**EXERCISE:**
Revise the data from the line containing "mark the teal" through the end, replacing "metal ladle" with "soup ladle" and leaving everything else unchanged.

[Start]

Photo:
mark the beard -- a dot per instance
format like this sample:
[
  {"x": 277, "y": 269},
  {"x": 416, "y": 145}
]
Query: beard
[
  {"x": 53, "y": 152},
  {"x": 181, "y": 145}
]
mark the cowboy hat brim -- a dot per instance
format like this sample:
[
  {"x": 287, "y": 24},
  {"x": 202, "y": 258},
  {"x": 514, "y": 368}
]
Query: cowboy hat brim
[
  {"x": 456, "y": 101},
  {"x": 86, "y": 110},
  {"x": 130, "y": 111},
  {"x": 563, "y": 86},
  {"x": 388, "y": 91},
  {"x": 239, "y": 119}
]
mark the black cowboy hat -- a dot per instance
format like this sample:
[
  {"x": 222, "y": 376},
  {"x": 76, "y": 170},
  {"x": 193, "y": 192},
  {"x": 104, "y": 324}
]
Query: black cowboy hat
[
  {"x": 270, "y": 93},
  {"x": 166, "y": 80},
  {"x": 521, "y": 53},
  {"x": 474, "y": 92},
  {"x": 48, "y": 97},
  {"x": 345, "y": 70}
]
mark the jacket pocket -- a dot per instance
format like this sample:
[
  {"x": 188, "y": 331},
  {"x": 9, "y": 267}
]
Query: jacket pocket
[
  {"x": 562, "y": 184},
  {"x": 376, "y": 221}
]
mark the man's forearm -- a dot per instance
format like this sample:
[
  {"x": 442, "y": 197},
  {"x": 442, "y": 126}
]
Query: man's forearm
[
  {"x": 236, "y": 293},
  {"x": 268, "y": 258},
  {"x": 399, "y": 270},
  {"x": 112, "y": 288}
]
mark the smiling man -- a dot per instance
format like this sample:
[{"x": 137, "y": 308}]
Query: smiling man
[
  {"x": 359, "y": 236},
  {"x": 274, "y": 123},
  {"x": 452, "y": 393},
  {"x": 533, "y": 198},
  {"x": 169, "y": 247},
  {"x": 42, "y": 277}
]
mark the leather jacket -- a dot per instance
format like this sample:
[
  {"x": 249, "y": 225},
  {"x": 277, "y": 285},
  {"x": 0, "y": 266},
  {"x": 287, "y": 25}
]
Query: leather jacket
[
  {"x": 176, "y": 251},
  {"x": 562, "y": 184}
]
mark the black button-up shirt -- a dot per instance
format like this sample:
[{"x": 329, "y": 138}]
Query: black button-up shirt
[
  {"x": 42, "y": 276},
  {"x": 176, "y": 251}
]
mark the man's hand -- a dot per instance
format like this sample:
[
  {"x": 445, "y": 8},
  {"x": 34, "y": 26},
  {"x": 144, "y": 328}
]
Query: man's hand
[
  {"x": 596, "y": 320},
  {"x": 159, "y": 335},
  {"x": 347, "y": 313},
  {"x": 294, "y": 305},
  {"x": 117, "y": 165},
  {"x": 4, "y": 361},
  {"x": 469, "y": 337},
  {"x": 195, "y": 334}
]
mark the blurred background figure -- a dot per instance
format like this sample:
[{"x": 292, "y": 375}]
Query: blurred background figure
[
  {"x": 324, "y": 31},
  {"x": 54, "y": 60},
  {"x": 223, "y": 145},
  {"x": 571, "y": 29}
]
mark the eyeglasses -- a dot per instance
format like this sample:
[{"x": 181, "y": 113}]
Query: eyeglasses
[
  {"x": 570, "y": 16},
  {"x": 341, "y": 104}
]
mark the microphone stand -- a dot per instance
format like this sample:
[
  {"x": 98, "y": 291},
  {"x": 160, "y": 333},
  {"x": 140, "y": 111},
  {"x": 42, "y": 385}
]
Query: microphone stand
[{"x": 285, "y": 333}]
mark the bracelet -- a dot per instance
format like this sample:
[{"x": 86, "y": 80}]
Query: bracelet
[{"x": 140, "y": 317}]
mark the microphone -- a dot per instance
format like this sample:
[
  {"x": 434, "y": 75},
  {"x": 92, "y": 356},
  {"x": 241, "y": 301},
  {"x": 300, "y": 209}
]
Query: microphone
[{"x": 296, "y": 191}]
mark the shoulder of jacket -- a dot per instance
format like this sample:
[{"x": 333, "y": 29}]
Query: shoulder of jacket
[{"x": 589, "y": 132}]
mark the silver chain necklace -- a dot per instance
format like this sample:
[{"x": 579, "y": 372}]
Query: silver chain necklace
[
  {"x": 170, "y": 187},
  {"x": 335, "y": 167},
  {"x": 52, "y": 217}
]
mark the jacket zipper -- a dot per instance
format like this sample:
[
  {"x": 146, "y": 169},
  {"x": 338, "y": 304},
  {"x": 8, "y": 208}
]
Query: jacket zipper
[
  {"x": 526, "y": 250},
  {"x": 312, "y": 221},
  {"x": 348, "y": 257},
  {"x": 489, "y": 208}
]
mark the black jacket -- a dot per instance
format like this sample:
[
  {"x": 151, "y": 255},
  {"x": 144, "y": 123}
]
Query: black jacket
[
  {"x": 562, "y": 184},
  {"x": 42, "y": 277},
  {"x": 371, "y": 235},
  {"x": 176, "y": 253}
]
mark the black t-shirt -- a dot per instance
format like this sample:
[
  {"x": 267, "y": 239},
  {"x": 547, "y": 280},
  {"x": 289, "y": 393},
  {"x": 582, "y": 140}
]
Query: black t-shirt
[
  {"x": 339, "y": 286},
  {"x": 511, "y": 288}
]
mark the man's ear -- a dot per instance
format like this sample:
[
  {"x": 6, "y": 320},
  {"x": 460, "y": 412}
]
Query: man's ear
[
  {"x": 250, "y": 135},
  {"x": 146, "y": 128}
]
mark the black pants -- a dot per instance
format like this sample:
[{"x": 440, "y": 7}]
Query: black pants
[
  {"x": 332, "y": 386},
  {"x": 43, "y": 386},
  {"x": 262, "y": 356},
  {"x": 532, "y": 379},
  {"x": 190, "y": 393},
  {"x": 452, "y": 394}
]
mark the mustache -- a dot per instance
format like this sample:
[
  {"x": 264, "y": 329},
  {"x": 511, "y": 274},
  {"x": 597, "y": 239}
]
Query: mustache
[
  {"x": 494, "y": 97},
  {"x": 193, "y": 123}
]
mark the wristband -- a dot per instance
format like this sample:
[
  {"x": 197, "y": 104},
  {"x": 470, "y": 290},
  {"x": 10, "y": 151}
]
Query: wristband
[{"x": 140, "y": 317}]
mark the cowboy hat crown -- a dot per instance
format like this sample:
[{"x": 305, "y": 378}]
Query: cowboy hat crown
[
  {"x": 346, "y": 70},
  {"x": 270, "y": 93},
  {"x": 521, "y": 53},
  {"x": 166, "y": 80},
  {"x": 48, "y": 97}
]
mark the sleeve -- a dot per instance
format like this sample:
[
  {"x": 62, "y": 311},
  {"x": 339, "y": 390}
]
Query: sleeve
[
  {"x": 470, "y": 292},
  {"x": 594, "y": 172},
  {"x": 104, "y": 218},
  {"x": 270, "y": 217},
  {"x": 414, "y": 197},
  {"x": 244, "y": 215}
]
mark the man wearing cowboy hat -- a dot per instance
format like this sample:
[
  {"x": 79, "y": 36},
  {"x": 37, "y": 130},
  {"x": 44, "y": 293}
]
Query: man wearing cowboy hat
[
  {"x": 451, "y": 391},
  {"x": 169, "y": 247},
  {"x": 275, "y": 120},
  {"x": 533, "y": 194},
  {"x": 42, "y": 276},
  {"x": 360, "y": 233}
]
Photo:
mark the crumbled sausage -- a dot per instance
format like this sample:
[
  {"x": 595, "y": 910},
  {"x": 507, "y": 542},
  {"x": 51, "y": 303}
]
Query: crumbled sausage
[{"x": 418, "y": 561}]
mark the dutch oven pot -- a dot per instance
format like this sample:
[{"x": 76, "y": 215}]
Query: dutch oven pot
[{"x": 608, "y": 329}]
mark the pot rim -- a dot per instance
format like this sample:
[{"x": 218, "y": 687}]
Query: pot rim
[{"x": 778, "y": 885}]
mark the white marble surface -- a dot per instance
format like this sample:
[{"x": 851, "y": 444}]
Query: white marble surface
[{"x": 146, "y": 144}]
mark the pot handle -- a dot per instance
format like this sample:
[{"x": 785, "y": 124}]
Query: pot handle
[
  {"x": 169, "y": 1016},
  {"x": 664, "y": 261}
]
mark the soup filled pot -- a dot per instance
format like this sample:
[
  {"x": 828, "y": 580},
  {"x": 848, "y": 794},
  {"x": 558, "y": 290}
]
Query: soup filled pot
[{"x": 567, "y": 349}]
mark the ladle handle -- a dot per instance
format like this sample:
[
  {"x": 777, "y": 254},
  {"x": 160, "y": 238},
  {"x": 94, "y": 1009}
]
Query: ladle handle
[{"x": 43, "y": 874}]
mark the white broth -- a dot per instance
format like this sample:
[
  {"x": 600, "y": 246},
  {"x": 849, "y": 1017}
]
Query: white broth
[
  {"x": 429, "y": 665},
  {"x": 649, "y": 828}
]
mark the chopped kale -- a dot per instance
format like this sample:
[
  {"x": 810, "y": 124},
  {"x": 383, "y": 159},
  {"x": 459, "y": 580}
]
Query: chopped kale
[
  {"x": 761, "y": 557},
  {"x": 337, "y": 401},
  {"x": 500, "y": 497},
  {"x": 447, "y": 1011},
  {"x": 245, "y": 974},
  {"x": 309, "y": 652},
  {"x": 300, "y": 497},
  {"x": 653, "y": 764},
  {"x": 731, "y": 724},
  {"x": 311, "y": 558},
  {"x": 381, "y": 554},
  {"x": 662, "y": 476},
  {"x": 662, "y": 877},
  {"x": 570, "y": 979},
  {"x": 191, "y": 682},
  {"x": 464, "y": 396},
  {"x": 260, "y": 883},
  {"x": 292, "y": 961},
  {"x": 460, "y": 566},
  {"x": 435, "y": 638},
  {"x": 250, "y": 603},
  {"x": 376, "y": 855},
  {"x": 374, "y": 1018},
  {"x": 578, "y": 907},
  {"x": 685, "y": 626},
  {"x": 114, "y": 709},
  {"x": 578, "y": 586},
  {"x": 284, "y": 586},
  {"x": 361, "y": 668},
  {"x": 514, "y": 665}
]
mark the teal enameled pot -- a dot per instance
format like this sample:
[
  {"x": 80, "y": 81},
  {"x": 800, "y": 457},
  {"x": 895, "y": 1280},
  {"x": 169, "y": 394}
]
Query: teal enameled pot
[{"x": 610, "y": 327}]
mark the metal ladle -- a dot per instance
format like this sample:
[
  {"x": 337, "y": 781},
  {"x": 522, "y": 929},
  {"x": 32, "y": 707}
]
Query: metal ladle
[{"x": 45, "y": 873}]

[End]

**SOLUTION FOR THIS PROBLEM:**
mark the teal enameled pot -- a dot per instance
format like this sample:
[
  {"x": 80, "y": 81},
  {"x": 800, "y": 457},
  {"x": 895, "y": 1280},
  {"x": 169, "y": 394}
]
Query: teal enameled pot
[{"x": 610, "y": 327}]
mark the soup ladle -- a dot per instance
format like this sample:
[
  {"x": 337, "y": 781},
  {"x": 522, "y": 929},
  {"x": 32, "y": 707}
]
Query: soup ladle
[{"x": 45, "y": 873}]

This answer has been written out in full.